*** Provided data ***
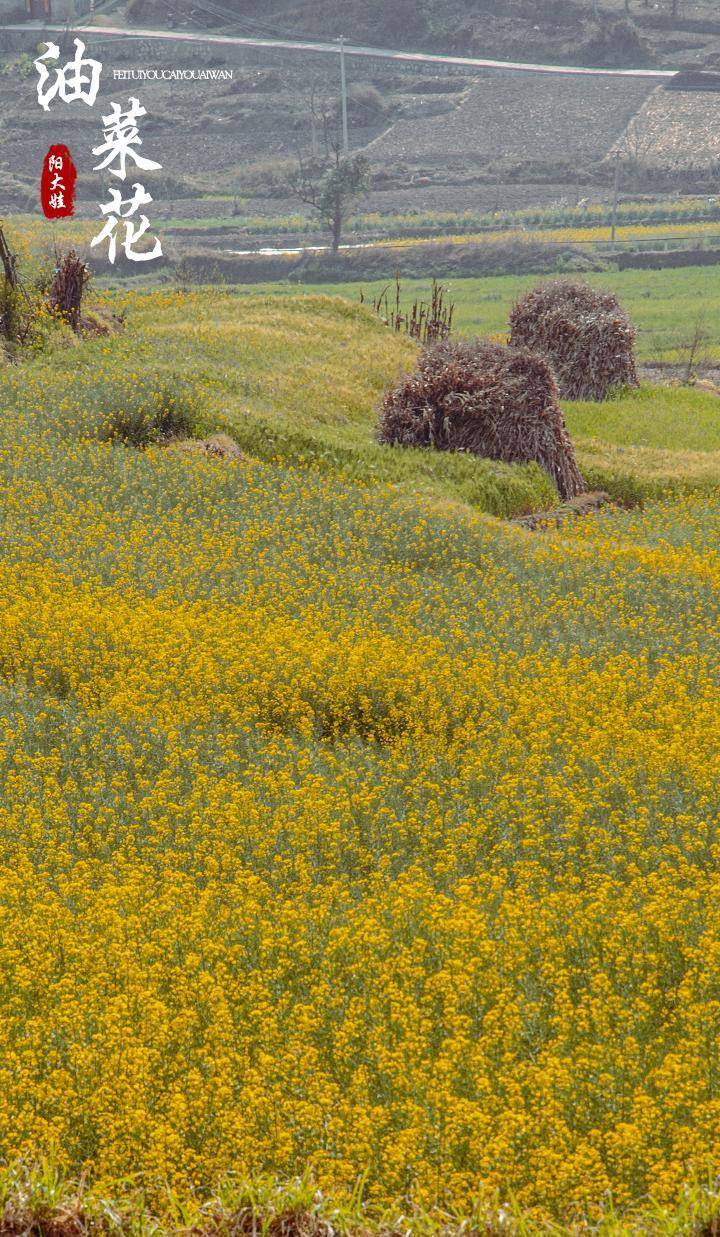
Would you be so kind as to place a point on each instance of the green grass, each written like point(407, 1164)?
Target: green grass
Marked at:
point(300, 381)
point(663, 304)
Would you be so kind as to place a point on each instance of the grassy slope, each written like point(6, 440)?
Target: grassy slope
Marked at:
point(640, 442)
point(278, 881)
point(664, 304)
point(302, 382)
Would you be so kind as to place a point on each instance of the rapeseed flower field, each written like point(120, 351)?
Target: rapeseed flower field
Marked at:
point(343, 829)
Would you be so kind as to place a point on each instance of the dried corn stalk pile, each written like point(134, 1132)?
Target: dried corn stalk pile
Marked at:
point(68, 286)
point(585, 335)
point(485, 398)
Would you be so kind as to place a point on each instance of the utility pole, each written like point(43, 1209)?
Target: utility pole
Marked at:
point(344, 95)
point(616, 194)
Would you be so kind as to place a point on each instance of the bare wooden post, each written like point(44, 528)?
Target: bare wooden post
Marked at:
*** End of Provided data ***
■ **Task instructions**: Go through the data above and return each line containing the string "post".

■ **Response**:
Would you be so kind as to place a point on each instance of the bare wooden post, each written like point(44, 528)?
Target: bare wooden post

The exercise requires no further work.